(Natural language region descriptions)
******************************

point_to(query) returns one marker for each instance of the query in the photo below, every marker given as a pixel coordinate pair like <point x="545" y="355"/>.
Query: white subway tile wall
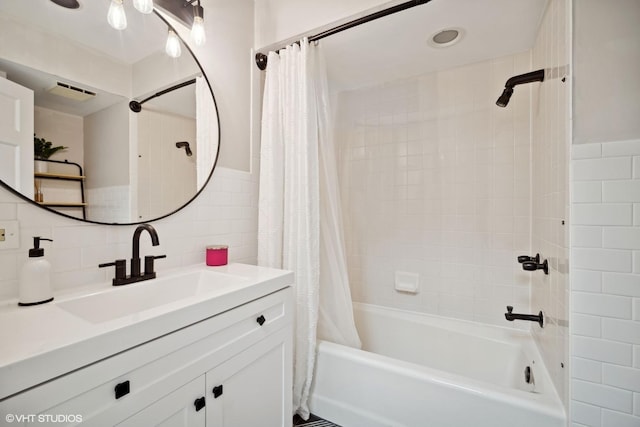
<point x="550" y="191"/>
<point x="435" y="180"/>
<point x="224" y="213"/>
<point x="606" y="286"/>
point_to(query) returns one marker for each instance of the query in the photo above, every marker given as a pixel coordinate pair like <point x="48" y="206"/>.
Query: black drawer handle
<point x="122" y="389"/>
<point x="217" y="391"/>
<point x="199" y="403"/>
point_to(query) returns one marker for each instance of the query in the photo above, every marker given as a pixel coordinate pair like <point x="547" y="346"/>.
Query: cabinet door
<point x="182" y="407"/>
<point x="16" y="136"/>
<point x="253" y="387"/>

******************************

▶ _Exercise objective_: Looking at the entries above, copy out every line in which "coordinate" occurs.

▶ _Result of the task_:
point_to(query) returns one marker for each instance of the query in the photo below, every marker given as a pixel coordinate pair like <point x="545" y="355"/>.
point_to(query) returns one marker for each instance of the query in the photo above, every marker given as a pixel coordinate pair like <point x="48" y="206"/>.
point_to(query) returns one marker for each instance of the query in the photo above, every marker given as a pixel coordinate pair like <point x="547" y="346"/>.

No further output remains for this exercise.